**** Texto propuesto
Análisis de dos artículos
La Constitución de 1805, dictada bajo el puño férreo del emperador Jean-Jacques Dessalines, no debe ser leída como una mera declamación revolucionaria. Más aún: es la expresión dogmática y militante de una voluntad de hegemonía racial, cultural y territorial, que pretendió —desde el primer momento— erigirse no solo como fundamento del nuevo Estado haitiano, sino también como negación radical de todo lo que no se reconociera en su lógica de exclusión.
En ese texto no se encuentran los principios clásicos del constitucionalismo liberal que animaron las revoluciones atlánticas del siglo XVIII; no se lee allí la exaltación del derecho individual, ni el imperio de la ley, ni la libertad entendida como armonía entre los hombres. Lo que resplandece, por el contrario, es la voz encendida de una revolución convertida en religión de Estado, y que desde su primer día consideró como enemigos perpetuos a todo vestigio del orden anterior, incluso cuando este se manifestara en pueblos distintos, culturas diferentes o historias paralelas.
Dos artículos, en particular —el XII y el XVIII— condensan, como símbolos y piedras angulares, el verdadero contenido ideológico de la obra de Dessalines. El primero consagra la exclusión total del elemento blanco, no como medida de precaución política, sino como principio constitutivo del Estado. El segundo, con no menor radicalismo, impone una definición única, forzada y excluyente de ciudadanía, en la que todo dominicano quedaba —de hecho y de derecho— disuelto en una categoría ajena a su historia y su ser.
Ambos artículos no deben verse como meras cláusulas de una carta política, sino como instrumentos doctrinales de una empresa absorbente, que buscó —con método y con fuego— anular la existencia misma de la nación dominicana. Pues la Constitución de 1805 no solo ignoró al pueblo del Este, sino que lo absorbió sin su consentimiento, lo renombró sin su historia y pretendió declararlo inexistente.
Comprender el alcance de estos artículos es, por tanto, indispensable para entender la hondura del conflicto entre Haití y Santo Domingo. No fue una querella de fronteras ni una disputa de gobiernos: fue una lucha entre dos concepciones irreconciliables del mundo, de la cultura, de la identidad y del destino.
Es bajo esa luz que deben estudiarse los artículos XII y XVIII: como piezas fundamentales de una doctrina de anulación y suplantación, frente a la cual el pueblo dominicano habría de levantarse, no solo con las armas, sino con una voluntad de ser y de mantenerse.
********
### Tareas del ejercicio
- A) Según el texto sobre la Constitución de 1805, ¿qué consagra el artículo XII?
- B) Enumera los principios del constitucionalismo liberal que, de acuerdo con el texto sobre la Constitución de 1805, no se encuentran en ella.
- C) Redacta la continuación del texto sobre la Constitución de 1805 a partir de su última oración.
**** Información extraída
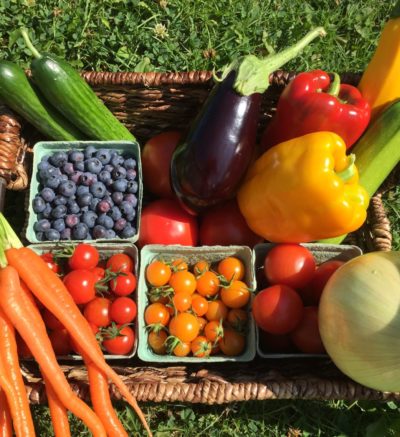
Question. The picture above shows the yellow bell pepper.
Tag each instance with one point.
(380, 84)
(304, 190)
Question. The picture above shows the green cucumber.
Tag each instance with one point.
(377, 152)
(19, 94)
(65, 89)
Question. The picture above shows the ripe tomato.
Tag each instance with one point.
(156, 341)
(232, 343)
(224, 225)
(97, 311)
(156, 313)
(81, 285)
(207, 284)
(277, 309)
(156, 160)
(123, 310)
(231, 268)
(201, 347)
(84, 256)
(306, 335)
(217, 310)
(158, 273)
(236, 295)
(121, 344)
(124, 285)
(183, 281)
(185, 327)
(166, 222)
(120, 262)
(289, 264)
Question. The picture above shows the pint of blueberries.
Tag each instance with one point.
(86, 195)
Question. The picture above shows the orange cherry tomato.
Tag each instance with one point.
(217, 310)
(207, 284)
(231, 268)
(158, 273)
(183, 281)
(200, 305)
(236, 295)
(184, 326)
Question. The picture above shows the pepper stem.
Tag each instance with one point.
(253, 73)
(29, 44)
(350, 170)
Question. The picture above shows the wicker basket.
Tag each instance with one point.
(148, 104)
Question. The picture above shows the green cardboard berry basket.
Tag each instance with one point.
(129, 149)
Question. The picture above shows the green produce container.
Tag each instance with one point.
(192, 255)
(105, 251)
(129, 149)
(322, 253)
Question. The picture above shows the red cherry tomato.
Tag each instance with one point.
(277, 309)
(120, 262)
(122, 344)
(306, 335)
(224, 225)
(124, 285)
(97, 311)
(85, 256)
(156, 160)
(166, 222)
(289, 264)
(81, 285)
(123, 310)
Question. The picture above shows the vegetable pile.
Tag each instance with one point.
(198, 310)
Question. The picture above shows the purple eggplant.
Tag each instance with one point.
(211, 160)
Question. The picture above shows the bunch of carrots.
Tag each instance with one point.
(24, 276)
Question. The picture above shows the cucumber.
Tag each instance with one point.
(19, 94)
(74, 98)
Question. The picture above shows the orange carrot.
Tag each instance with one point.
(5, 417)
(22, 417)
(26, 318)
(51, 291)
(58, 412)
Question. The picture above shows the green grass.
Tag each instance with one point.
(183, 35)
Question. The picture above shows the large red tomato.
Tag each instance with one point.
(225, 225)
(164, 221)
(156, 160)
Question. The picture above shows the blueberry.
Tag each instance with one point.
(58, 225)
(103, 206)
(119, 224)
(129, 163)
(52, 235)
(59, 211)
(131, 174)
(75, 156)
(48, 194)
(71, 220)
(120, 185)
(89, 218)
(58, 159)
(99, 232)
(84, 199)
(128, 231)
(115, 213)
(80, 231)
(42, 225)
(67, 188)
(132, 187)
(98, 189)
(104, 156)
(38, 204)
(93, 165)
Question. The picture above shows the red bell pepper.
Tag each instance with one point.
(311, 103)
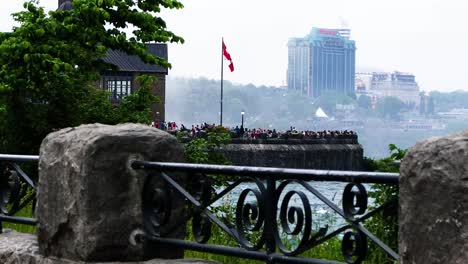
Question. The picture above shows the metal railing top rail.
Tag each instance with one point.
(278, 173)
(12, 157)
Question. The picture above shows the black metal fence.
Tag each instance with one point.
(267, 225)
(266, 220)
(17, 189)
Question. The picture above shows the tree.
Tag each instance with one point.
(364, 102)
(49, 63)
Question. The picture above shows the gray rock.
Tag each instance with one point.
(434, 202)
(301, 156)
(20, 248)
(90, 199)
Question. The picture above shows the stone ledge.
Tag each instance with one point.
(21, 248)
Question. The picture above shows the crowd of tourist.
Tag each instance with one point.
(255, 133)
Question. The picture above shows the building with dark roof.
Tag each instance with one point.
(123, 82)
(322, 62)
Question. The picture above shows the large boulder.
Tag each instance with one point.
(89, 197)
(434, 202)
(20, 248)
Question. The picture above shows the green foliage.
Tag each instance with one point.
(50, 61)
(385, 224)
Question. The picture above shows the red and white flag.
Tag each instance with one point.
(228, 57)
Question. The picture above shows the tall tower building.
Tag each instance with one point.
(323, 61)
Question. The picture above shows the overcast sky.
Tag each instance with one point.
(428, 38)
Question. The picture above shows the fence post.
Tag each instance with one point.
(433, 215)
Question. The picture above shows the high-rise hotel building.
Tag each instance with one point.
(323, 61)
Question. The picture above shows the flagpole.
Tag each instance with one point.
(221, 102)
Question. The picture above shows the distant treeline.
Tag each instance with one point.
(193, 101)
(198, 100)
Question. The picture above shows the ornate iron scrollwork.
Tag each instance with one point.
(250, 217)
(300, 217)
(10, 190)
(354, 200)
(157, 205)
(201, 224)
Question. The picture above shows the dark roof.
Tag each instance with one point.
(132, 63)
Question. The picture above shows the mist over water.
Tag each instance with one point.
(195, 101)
********
### Resultados finales
- A) La exclusión total del elemento blanco, como principio constitutivo del Estado y no como medida de precaución política.

- B) La exaltación del derecho individual, el imperio de la ley y la libertad entendida como armonía entre los hombres.

- C)
Articulo XII. La imposibilidad de convivencia entre negros y blancos
Pocas veces ha dictado el impulso revolucionario una cláusula constitucional tan densa de odio como el célebre artículo XII de la Constitución haitiana de 1805. Predomina en este texto el exclusivismo racial, cuyo eco se dejaría sentir a lo largo de generaciones y cuyas consecuencias históricas franquearían con mucho las fronteras del naciente Estado haitiano.
Declara el artículo que “ningún blanco, cualquiera que sea su nacionalidad, podrá poner pie en este territorio con el título de amo o propietario”. Y en esta breve fórmula no se pretende solo suprimir los privilegios del blanco, como lo haría un constitucionalismo moderno; se aniquila su presencia, su posibilidad misma de ser, dentro del nuevo orden. Al excluir al blanco como figura posible dentro del nuevo pacto social, opera una inversión radical del viejo orden colonial. Donde antes el blanco era amo, ahora no puede siquiera poseer una pulgada de tierra. Donde antes era señor de esclavos, ahora es sospechoso por naturaleza. El blanco es, jurídicamente, el Otro absoluto: no ya por su nacionalidad, sino por su historia funcional. El texto no distingue entre blancos franceses, ingleses o españoles: a todos se les niega la propiedad, salvo contadas excepciones .
La función doctrinal de este artículo es crear un Estado defensivo y racialmente cerrado, cuyo principio fundador es la exclusión del antiguo opresor.
La creencia fundamental del nuevo Estado haitiano, en torno a la cual se construye una doctrina de la exclusión inevitable , del aislamiento continental y del resentimiento histórico como base del poder. En él se revela la voluntad de que Haití sea no una nación entre naciones, sino una nación contra el resto.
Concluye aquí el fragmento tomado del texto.